*抜粋本文*
2011-05-09 05:11:02 | 社会保険労務士
 「ひるおび」の番組の中から(4)<ジャッジマン>

1 今日の内容は、その「ひるおび」を私が見ていたわけではなく、前3回の内容を確認するために、パソコンで見ていたら、その1週間ほどまえの3月28日(火)に放送されていたテーマがありましたので、その内容です。放送内容が全てが載せてあるわけでなく、テーマだけが載っていましたので、放送どおりかは分かりませんが、ついでに解答を載せることにしました。
 なお、前3回同様、基本的な考え方と例外を織り込みながら話をしておりますので、限定された時間でのテレビ放送よりは詳しくなっているものと思います。

2 設問は、仕事帰りのコンビニでちょっとした買い物をし、けがをしてしまったが、これは労災の通勤災害として、認められるかというものです。

3 通勤災害は、最近ではほかのケースも付け加わり、また、ほかにも必要な要件がありますが、住居と就業の場所との往復中に起きた、ケガ等であることが必要です。しかし、その通勤の途中において、就業・通勤等と関係ない目的からその合理的な経路から外れたり(「逸脱」)、通勤とは関係ない行為を行った場合(「中断」)は、いつもの経路で帰ったとしても、そのあとの災害は、基本的には通勤災害とはなりません。例えば、映画館に入ったり、デートをしたりする場合です。

4 ただし、日用品の購入等の日常生活上必要な最少限度の行為は例外とされています。惣菜等の購入やクリーニング店への立ち寄りなどです。この場合は、間違ってならないのは、買い物等の、その行為そのものの間に起きた事故については、認められません。意味するところは、その経路等を外れたことにはなるが、そのあとの帰宅については、合理的な経路に戻った場合は、それから先は、通勤災害として認めようということであって、買い物等のその外れた行為をしている間に起きた事故には、認定されないことです。

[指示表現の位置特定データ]

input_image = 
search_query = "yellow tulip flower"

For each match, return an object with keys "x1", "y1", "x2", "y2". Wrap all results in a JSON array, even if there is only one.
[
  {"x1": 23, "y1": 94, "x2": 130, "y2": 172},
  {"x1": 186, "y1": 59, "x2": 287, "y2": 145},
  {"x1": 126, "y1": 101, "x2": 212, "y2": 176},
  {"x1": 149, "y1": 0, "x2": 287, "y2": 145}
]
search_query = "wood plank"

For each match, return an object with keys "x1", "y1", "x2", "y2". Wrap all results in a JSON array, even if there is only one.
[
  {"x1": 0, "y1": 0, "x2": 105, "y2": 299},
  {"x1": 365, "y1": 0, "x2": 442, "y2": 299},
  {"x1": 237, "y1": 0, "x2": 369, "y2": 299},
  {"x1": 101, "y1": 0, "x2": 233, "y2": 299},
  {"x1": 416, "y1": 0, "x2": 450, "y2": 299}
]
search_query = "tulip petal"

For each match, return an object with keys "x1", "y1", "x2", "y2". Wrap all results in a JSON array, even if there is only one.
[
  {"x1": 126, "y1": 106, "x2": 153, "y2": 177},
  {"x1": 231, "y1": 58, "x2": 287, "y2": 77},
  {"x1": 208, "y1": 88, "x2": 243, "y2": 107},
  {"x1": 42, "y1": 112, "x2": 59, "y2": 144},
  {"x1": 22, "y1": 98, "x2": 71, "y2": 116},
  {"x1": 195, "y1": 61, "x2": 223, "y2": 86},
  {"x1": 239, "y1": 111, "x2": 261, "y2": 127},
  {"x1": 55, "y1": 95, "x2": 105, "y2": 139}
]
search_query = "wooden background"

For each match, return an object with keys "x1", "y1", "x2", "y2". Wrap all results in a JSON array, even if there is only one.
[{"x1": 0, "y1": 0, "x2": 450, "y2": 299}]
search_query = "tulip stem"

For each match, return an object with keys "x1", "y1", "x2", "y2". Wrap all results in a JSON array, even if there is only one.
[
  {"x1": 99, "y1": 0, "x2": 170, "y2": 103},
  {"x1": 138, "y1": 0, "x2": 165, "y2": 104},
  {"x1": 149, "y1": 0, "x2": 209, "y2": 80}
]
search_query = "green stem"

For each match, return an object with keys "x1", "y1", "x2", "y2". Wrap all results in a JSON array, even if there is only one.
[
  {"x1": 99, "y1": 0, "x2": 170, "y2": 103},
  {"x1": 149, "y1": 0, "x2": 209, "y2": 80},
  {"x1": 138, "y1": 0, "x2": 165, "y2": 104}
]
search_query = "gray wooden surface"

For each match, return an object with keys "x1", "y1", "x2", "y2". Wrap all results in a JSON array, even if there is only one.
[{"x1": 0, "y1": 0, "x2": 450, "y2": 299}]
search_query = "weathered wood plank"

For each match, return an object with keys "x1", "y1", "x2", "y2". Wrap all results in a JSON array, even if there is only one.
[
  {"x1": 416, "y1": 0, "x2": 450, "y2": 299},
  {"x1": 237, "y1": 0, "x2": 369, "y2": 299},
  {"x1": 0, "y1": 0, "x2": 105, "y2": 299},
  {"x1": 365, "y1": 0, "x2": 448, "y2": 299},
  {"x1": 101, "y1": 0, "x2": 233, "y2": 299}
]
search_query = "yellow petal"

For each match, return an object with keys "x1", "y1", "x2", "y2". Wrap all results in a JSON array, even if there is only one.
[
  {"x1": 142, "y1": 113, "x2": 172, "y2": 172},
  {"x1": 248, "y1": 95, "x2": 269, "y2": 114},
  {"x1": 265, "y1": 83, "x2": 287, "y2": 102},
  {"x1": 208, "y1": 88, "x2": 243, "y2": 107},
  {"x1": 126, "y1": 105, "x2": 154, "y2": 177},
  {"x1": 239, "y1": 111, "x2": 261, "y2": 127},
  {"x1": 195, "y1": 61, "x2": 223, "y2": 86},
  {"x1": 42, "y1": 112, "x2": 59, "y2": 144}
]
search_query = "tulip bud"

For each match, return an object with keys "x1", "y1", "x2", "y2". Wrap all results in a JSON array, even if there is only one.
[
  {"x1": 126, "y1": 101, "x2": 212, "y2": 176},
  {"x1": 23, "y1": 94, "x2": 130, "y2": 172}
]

*課題 1*
通勤災害の文章にある「例えば、映画館に入ったり、デートをしたりする場合です。」という一文を英語に訳してください。
*課題 2*
通勤災害の文章について、次の問いに答えてください。
(a) 設問のテーマが放送されたのは何月何日ですか。
(b) 通勤とは関係ない行為を行うことは何と呼ばれていますか。
(c) 日常生活上必要な最少限度の行為の例として、何が挙げられていますか。
*課題 3*
通勤災害の文章を、最後の文のあとから書き継いでください。

*解答欄 1*
For example, cases such as going into a movie theater or going on a date.

*解答欄 2*
(a) 3月28日(火)
(b) 「中断」
(c) 惣菜等の購入やクリーニング店への立ち寄り

*解答欄 3*
 したがって、設例では、コンビニの買い物中に起きた事故には、認められませんが、買い物の後、家に帰宅中であれば認められることになります。

5 これと対照として考えなければならないには、ちょっとした寄り道、例えば、経路の近くにある公衆のトイレを利用したり、駅構内でのジュースの立ち飲みなどは、「ささいな行為」として、もともと合理的な経路から外れたとはみなされませんので、その間に起きた事故であっても、労災として認められることになります。
 
6 いつどこで事故に巻き込まれるは分かりませんので、常に気を付けなければなりませんが、帰りのコンビニでの買い物中には、労災とはなりませんので、特に注意をしなければならないということですね。


**会社にお勤めでならない方は、労災ってそんなに大事なのということになるかもしれませんが、ケガをした場合、健康保険で医者にかかった場合は、一般には3割は自己負担しなければなりませんが、労災(正確には労働者災害補償保険法で認めた災害)の場合は、自己負担なしです。まったく、病院には支払いは必要ないことになり、勤め人にとっては、費用負担の分かれ目になりますので、重要なことなんです。